═════ FRAGMENTO DEL TEXTO ═════

Hombres usando tapabocas en la calle mientras pasean un perro que también usa un tapaboca, controles de vacuna de parte de militares armados y exterminio total de los infectados al canto de “nos cuidamos entre todos”. Esas son las imágenes que exageran el sentimiento de paranoia que se sintió acá, allá por el dos mil veinte, que si bien son un chiste, cargan detrás con un poco de ácida verdad.
Aunque los zombies de esta película más o menos mantienen su conciencia, como analogía, decir que los infectados de una infección respiratoria son lo mismo que zombies comedores de carne humana, es una declaración un poco desproporcionada. Pero la película tampoco pretende decir eso, al fin y al cabo, los zombies no aparecen por la pandemia sino aparecen durante la misma. Es un evento inexplicable y repentino, tal y como fue la pandemia, que sirve como pretexto para analizar otra cosa: el fin del mundo.

═════

* [CONSIGNA A] Transcribe el pasaje del texto sobre la película de zombies y la pandemia que comienza en las palabras "Aunque los zombies" y termina después de "fin del mundo.".
* [CONSIGNA B] Retoma el texto sobre la película de zombies y la pandemia y continúalo a partir de su última oración.

═════ REGISTROS LISTADOS ═════

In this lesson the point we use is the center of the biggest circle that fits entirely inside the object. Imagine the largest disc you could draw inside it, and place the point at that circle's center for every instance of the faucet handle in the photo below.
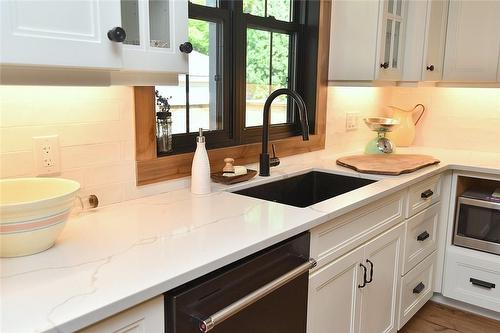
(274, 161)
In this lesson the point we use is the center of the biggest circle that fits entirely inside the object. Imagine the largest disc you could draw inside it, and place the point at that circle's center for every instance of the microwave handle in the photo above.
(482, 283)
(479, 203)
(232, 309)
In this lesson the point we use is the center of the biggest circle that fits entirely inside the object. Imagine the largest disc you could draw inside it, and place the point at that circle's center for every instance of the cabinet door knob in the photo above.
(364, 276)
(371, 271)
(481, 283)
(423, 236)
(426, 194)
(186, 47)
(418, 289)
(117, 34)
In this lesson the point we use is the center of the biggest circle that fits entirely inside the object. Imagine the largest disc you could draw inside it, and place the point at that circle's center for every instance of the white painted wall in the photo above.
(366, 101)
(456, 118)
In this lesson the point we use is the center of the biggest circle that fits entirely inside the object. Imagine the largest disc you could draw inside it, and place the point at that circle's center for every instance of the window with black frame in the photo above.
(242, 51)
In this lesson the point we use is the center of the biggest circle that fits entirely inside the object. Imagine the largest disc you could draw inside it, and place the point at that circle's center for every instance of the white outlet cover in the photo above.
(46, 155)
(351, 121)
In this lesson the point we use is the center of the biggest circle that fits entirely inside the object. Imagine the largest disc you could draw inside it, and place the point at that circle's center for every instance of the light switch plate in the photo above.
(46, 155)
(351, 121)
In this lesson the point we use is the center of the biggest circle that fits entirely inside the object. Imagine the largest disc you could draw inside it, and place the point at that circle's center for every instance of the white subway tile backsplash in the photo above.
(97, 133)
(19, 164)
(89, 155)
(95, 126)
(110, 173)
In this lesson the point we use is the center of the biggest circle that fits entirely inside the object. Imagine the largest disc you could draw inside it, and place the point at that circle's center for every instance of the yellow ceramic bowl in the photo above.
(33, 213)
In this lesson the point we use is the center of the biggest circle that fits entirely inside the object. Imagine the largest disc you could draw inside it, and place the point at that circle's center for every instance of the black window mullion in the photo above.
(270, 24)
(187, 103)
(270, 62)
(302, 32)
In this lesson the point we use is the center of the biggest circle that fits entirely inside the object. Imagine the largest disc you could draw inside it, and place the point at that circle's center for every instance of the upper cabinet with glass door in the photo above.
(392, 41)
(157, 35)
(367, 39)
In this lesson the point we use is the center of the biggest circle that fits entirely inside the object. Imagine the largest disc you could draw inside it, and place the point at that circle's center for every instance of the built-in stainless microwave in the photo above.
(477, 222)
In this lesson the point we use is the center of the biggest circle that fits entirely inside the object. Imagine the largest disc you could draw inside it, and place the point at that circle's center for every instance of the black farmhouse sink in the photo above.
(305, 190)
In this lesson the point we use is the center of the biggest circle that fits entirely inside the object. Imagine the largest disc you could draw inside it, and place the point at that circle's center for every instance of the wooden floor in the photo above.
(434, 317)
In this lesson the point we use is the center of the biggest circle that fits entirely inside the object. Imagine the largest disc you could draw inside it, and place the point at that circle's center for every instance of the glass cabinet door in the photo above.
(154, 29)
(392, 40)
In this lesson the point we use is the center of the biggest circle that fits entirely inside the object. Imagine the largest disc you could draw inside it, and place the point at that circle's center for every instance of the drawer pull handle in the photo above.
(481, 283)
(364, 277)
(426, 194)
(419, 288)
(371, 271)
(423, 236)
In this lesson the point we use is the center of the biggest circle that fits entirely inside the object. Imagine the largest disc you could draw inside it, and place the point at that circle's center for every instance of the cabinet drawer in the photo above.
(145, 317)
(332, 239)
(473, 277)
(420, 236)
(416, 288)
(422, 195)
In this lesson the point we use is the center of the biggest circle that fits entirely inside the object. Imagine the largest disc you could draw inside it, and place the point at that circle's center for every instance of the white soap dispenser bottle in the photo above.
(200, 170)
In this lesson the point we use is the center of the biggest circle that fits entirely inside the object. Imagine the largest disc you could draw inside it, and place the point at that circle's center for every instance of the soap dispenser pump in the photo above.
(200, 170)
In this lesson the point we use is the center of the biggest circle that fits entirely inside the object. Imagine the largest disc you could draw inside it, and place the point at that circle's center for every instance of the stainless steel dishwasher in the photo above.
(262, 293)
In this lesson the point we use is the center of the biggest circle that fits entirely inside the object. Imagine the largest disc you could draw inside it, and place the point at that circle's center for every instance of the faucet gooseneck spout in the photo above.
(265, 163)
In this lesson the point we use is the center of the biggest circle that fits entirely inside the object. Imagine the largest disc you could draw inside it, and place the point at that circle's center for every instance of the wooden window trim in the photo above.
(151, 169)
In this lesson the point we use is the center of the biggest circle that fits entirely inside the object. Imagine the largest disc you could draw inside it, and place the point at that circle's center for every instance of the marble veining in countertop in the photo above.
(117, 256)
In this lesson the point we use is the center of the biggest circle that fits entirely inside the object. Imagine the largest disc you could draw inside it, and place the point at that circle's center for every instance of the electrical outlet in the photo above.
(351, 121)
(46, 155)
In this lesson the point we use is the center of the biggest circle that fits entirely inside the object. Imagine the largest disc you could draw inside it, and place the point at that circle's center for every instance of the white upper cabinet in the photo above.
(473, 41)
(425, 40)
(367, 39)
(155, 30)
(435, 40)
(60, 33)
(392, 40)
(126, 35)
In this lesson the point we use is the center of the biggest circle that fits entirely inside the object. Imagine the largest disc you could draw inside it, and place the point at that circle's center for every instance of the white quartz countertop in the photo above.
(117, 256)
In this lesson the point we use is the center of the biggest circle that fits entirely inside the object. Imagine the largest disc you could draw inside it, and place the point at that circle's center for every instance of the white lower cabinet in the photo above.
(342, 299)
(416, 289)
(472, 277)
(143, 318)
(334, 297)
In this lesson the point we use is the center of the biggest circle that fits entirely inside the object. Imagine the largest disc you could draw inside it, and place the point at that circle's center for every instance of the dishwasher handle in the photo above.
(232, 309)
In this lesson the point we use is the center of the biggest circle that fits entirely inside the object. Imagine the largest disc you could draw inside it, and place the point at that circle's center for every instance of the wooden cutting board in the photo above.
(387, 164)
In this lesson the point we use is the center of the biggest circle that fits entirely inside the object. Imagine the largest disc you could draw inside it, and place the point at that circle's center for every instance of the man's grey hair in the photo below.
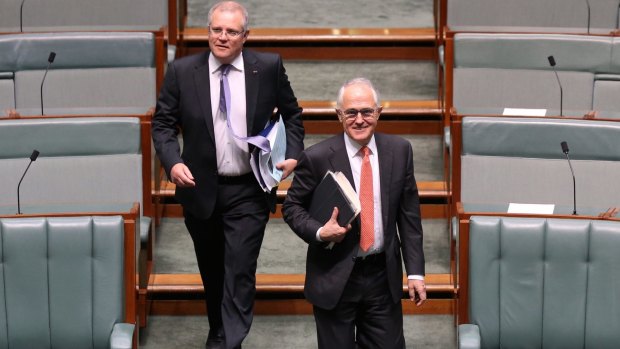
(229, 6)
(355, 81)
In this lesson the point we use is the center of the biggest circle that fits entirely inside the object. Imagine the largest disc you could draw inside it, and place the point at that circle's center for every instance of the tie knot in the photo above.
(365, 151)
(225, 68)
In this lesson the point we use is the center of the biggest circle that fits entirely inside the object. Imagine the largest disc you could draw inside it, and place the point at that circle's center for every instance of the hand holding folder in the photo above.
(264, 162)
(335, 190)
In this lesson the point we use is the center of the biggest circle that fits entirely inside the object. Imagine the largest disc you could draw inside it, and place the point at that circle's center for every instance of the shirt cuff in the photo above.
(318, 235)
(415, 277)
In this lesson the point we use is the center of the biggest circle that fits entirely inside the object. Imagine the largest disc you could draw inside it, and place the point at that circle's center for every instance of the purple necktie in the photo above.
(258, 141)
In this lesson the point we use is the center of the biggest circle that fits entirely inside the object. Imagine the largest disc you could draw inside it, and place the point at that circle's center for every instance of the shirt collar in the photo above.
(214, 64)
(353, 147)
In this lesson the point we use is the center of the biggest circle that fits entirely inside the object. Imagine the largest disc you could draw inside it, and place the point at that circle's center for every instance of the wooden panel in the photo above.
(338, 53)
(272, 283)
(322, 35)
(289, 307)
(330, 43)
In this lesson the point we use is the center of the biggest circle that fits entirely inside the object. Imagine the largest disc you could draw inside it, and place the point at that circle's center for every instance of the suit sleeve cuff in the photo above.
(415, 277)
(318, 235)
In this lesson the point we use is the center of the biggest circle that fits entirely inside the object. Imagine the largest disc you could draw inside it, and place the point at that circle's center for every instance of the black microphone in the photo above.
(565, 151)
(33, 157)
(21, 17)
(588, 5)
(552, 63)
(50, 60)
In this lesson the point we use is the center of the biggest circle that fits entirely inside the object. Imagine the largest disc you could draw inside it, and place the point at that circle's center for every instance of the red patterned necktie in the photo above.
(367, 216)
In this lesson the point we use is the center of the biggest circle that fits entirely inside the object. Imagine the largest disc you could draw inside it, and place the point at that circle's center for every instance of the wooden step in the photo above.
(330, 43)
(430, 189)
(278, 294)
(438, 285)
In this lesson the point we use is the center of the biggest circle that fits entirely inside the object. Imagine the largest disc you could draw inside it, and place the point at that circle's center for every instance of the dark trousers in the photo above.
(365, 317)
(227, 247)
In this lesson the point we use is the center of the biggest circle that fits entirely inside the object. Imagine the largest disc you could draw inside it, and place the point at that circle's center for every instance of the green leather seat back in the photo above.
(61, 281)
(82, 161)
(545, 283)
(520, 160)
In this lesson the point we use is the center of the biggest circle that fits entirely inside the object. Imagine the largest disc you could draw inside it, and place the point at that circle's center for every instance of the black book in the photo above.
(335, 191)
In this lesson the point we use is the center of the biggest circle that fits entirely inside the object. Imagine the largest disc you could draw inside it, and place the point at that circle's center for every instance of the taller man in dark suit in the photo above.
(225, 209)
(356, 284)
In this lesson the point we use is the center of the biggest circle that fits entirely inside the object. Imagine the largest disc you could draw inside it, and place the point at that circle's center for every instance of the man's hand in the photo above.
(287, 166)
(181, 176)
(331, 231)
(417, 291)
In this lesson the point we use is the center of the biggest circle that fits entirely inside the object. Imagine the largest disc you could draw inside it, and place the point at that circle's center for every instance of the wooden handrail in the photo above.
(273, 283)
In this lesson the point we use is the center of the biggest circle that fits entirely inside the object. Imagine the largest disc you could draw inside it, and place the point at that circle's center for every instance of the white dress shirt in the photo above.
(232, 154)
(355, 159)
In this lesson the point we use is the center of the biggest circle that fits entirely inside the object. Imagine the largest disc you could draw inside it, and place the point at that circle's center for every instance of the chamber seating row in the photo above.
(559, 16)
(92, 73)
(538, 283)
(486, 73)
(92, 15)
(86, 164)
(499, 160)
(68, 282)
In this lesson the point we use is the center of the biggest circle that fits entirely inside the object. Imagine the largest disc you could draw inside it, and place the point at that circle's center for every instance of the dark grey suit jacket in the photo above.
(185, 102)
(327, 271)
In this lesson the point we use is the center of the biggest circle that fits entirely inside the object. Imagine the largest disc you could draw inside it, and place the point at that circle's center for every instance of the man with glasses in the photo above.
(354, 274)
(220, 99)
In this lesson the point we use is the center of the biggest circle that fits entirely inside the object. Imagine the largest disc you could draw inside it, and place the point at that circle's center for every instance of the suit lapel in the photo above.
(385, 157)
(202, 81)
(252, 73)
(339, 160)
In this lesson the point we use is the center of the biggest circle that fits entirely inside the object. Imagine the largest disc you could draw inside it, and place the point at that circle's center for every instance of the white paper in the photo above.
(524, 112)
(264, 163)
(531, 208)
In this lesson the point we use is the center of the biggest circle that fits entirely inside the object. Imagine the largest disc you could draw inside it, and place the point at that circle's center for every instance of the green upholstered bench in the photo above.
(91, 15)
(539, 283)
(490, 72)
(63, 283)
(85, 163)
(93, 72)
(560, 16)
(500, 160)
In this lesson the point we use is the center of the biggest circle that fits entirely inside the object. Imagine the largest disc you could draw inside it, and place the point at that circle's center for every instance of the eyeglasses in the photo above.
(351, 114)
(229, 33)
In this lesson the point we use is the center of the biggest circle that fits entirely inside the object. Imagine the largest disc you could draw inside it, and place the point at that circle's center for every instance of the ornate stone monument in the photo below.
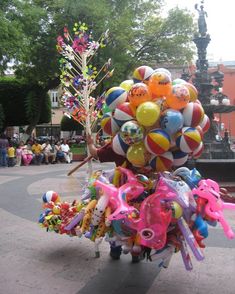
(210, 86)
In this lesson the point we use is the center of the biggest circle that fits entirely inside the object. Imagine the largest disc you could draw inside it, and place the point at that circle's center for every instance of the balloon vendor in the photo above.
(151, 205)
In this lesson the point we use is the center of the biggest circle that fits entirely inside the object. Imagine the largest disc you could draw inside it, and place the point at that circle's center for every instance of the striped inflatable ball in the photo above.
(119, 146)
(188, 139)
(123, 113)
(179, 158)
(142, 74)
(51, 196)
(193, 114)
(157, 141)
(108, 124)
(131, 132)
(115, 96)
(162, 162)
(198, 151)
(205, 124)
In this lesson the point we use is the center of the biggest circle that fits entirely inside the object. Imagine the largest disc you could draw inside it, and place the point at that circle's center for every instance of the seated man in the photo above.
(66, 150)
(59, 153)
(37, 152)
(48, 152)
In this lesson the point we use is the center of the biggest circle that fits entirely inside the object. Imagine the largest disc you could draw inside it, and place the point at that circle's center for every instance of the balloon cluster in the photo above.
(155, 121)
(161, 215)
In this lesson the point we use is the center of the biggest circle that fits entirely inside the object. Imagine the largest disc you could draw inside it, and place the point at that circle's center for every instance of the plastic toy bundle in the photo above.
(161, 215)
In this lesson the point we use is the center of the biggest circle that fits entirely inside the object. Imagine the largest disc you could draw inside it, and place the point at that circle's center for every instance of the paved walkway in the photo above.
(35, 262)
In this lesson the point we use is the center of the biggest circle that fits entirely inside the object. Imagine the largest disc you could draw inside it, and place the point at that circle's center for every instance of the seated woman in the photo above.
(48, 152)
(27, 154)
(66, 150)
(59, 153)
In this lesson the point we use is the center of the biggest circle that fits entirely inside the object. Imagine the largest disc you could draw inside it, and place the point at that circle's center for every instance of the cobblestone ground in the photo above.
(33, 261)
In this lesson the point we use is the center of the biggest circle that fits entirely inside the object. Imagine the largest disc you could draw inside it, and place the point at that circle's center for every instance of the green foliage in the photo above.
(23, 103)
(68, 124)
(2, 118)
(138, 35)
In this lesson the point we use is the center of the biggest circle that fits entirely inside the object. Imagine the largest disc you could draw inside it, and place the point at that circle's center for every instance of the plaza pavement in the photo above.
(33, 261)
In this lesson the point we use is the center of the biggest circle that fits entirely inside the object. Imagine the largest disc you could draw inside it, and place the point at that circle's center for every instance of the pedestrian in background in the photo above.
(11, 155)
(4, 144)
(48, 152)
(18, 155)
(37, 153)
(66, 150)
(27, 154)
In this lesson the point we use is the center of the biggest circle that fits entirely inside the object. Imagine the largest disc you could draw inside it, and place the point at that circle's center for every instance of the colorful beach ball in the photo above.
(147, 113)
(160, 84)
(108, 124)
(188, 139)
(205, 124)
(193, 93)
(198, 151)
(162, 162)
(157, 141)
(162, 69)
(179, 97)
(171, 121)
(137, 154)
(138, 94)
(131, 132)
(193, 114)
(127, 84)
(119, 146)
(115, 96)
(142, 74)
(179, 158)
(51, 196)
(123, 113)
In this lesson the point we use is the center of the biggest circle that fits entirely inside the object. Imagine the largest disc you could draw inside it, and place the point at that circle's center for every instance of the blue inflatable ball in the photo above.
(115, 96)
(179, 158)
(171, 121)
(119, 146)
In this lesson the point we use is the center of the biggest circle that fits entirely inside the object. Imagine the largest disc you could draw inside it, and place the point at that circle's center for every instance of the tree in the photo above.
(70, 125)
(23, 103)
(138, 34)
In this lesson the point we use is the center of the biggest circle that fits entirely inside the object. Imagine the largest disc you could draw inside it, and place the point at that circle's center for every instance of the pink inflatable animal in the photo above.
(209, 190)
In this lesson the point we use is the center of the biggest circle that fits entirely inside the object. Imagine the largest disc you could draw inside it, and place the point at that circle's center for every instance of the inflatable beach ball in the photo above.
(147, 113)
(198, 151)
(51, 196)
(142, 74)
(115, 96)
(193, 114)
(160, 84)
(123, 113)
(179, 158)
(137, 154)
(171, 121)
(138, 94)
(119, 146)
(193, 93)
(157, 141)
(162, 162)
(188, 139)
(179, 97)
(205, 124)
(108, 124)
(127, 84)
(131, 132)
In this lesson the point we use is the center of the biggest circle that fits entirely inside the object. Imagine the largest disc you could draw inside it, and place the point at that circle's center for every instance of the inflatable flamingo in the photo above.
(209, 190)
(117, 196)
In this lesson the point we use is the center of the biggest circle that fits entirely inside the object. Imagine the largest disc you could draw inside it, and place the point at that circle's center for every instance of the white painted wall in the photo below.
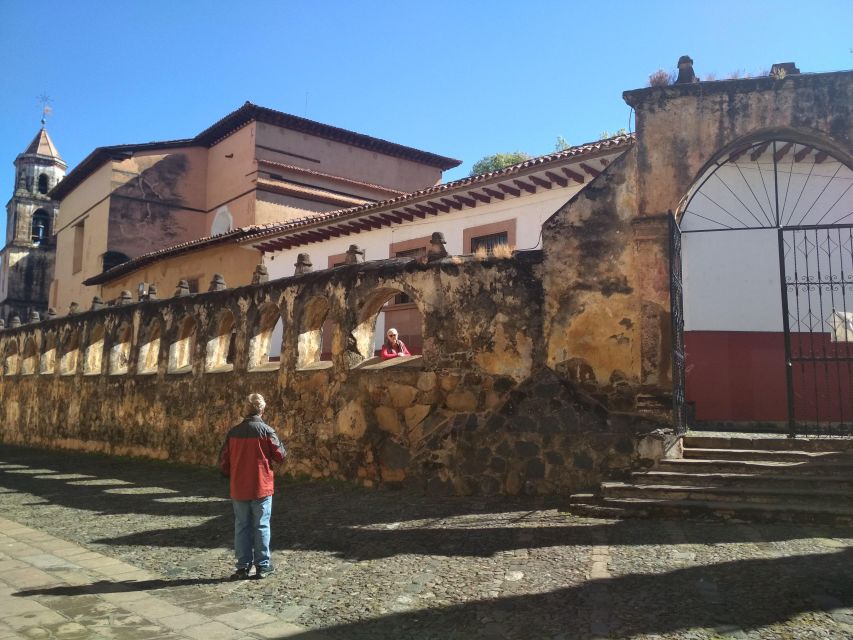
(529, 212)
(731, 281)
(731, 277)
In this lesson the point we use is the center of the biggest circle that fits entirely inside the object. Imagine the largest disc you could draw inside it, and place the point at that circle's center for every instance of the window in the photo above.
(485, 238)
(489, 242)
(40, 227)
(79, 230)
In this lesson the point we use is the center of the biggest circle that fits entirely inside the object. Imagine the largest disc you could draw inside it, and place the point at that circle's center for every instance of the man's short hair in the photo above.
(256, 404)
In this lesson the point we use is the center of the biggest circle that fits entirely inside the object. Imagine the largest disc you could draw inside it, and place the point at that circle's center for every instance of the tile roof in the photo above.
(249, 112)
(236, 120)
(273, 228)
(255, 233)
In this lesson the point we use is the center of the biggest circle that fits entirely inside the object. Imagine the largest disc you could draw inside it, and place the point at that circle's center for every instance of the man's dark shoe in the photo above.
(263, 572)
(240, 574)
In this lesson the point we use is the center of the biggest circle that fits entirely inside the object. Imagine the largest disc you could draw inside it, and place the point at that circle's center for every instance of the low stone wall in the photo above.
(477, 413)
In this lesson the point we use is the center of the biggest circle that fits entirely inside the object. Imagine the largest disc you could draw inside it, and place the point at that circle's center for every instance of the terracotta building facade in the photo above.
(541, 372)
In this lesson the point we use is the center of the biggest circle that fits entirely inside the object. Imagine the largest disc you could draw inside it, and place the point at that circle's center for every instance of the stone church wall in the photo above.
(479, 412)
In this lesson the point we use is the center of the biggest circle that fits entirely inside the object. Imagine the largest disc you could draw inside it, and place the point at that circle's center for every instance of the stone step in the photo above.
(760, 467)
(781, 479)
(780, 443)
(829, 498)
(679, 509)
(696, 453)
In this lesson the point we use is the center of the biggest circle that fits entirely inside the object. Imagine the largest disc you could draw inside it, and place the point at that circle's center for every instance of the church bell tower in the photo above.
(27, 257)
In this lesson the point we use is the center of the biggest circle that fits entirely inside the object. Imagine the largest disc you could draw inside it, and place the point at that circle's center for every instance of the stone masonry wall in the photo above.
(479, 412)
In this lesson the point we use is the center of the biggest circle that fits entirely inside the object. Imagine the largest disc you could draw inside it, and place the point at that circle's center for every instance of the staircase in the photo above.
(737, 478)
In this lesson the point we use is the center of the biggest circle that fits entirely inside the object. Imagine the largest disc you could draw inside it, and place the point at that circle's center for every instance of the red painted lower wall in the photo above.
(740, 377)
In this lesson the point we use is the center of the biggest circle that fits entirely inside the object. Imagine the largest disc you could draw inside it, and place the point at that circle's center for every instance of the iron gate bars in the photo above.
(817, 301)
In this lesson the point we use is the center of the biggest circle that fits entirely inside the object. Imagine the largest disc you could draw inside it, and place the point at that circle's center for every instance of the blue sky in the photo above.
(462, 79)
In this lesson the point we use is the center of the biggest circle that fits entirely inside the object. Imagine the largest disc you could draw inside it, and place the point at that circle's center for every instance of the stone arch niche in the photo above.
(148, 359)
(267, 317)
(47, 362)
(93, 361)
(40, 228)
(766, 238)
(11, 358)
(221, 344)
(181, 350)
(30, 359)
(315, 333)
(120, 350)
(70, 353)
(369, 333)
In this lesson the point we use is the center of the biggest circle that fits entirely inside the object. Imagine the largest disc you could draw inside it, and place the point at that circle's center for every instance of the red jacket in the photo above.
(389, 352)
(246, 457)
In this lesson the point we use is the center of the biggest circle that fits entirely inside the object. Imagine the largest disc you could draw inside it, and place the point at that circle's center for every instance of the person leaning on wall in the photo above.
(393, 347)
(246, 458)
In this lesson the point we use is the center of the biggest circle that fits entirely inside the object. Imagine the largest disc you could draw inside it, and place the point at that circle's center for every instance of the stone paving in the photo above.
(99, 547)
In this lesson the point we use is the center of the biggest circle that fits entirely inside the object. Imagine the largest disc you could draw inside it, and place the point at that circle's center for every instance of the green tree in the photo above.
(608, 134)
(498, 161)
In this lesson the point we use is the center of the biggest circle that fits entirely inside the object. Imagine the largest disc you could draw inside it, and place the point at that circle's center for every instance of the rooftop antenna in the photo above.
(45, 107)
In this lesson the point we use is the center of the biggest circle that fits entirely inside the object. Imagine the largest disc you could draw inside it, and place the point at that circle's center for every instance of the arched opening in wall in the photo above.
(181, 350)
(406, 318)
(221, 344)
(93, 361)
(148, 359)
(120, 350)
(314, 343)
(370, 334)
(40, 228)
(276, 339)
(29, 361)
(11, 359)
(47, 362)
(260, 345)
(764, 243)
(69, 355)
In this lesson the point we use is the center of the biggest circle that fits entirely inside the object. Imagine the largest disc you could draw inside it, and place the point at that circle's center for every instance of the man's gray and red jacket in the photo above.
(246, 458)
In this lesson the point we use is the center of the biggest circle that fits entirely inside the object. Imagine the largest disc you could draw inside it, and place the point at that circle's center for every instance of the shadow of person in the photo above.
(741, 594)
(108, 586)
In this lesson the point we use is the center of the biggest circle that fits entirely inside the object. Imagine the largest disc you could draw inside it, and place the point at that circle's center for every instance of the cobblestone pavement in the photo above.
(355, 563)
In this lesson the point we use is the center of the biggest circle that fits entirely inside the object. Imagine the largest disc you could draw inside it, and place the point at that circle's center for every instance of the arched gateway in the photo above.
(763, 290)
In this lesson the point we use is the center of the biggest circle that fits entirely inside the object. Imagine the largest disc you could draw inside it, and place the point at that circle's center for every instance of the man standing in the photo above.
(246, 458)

═════

* [RESPUESTA ESPERADA A]
Aunque los zombies de esta película más o menos mantienen su conciencia, como analogía, decir que los infectados de una infección respiratoria son lo mismo que zombies comedores de carne humana, es una declaración un poco desproporcionada. Pero la película tampoco pretende decir eso, al fin y al cabo, los zombies no aparecen por la pandemia sino aparecen durante la misma. Es un evento inexplicable y repentino, tal y como fue la pandemia, que sirve como pretexto para analizar otra cosa: el fin del mundo.

* [RESPUESTA ESPERADA B]
Al final, spoiler, aparece Daniel Hendler. El papel que interpreta es un canario del interior vestido como un general del ejército, que habla con las palabras del Che Guevara pero toma mate como si recién viniera de carpir la chacra. Él dice que tal vez en aquel mundo en ruinas, finalmente la sociedad se vea liberada de comida enlatada y con conservantes, de competencia desleal ante el monopolio, bitcoins y demandado crecimiento económico. Puede que estos estos zombies conscientes sean la clave para una nueva fase en la evolución humana. “El hombre nuevo”, que habían definido en la Unión Soviética, un hombre altruista y que vive para su comunidad, sin ser más o ser menos que sus pares. Por eso, dice él, el estado está usando el “rifle sanitario” para eliminar a estos infectados, porque ven en aquellos su fin. Pero esta no es la conclusión a la que llega. Aquellos zombies no se diferenciaban del humano capitalista, al final, todo lo que le interesaba era comer. Y seguir comiendo, sin saciarse. En ese momento, el personaje debió pensar en lo que dijo Slavoj Zizek: “Es más fácil imaginar el fin del mundo, que el fin del capitalismo”.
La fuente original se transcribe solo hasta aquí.